▼

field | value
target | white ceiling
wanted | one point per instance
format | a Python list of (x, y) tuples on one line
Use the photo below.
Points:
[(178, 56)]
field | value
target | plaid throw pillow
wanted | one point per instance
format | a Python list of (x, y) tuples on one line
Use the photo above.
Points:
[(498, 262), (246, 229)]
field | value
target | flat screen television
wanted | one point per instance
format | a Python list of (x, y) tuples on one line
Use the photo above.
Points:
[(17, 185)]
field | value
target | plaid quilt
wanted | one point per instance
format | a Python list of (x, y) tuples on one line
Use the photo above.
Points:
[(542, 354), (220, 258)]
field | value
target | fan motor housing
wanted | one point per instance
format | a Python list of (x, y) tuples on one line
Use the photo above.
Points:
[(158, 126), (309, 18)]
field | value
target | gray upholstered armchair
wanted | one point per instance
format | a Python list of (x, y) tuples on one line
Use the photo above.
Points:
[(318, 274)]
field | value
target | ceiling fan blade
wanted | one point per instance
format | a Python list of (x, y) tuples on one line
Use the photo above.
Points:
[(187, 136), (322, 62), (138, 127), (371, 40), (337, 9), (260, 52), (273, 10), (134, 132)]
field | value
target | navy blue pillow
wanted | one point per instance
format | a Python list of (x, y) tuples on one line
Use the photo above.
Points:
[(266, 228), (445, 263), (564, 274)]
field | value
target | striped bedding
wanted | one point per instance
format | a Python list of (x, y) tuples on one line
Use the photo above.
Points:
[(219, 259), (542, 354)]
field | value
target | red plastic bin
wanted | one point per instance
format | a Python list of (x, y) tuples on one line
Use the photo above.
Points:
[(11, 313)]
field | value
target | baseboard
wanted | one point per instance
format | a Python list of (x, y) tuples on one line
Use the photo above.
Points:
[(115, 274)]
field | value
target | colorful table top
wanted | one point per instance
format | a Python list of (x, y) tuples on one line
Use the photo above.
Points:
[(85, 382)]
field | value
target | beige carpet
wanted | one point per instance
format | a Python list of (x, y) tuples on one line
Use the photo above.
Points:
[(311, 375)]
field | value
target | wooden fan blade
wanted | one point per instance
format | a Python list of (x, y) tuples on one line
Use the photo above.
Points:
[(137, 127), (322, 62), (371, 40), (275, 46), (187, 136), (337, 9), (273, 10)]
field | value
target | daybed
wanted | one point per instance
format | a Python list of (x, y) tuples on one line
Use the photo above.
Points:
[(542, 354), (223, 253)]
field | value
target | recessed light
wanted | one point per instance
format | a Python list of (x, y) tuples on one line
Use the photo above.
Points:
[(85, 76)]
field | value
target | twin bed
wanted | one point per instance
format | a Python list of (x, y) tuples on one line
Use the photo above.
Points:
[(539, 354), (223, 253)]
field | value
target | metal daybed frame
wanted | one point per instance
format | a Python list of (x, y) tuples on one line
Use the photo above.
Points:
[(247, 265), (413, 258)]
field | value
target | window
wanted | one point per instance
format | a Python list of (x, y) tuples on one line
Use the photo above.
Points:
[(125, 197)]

▲

-- PROBLEM REQUIREMENTS --
Write the data back out verbatim.

-- EXERCISE ANSWER --
field | value
target | white ceiling
wanted | one point per instance
format | a Python list of (x, y) tuples on one line
Use the photo below.
Points:
[(178, 56)]
field | value
target | plaid throw pillow
wanted | one point per instance
format | a Python list of (x, y) tuples on one line
Use the photo above.
Points:
[(498, 262), (246, 229)]
field | value
target | flat screen television
wanted | one point per instance
format | a Python list of (x, y) tuples on one line
Use the photo above.
Points:
[(17, 185)]
field | value
target | plaid quilt
wanted | one point per instance
format | a Python list of (x, y) tuples on one line
Use the photo above.
Points:
[(542, 354), (220, 258)]
field | value
target | fan motor housing
wanted | one point per instance
format | a Python list of (x, y) tuples on one line
Use the photo above.
Points:
[(158, 126), (309, 18)]
field | value
target | gray upholstered armchair
wanted | one point per instance
format | a Python list of (x, y) tuples on one line
Use the photo above.
Points:
[(318, 274)]
field | value
target | ceiling fan blade
wanted | one point per instance
format | a Python list of (x, y) tuples on one line
Use the photo above.
Points:
[(187, 136), (322, 62), (138, 127), (371, 40), (337, 9), (260, 52), (273, 10), (134, 132)]
field | value
target | navy blue pillow
wanted | one point per instance
format | a Python list of (x, y) tuples on one line
Use the photo above.
Points:
[(266, 228), (445, 263), (564, 274)]
field | value
target | striped bedding
wanted | one point per instance
format | a Python list of (x, y) tuples on one line
Use the photo above.
Points:
[(219, 259), (542, 354)]
field | value
target | red plastic bin
wanted | one point per instance
format | a Python list of (x, y) tuples on one line
Use the photo above.
Points:
[(11, 313)]
field | value
target | baseboard
wanted | one point per instance
format | a Python list of (x, y) tuples on one line
Use the photo above.
Points:
[(115, 274)]
field | value
target | colorful table top
wanted | one point per instance
format | a Python list of (x, y) tuples on one line
Use the photo above.
Points:
[(85, 382)]
field | value
target | beige carpet
wanted | one point per instance
format | a Python list of (x, y) tuples on one line
Use the photo above.
Points:
[(311, 375)]
field | value
target | wooden fan blade
wanted | one point per instance
format | a Python list of (x, y) tuples on one line
Use the photo above.
Points:
[(137, 127), (322, 62), (371, 40), (275, 46), (187, 136), (337, 9), (273, 10)]
field | value
target | daybed
wanted | one point per instance
format | a Python list of (x, y) tuples on one line
Use the photo above.
Points:
[(542, 354), (223, 253)]
field | value
target | recessed light
wanted | one point per instance
format | a Python list of (x, y) tuples on one line
Use the photo above.
Points:
[(85, 76)]
field | value
target | twin bed
wanted | one point per instance
format | a Python list of (x, y) tuples on one line
Use the photo above.
Points:
[(539, 354), (223, 253)]
field | value
target | metal daybed frame
wanted | one point per instance
format | a Python list of (x, y) tuples on one line
Use the photo above.
Points:
[(247, 265), (413, 258)]
field | value
target | window
wanted | one point per instance
format | a Python list of (x, y) tuples on one line
Use the photo above.
Points:
[(125, 197)]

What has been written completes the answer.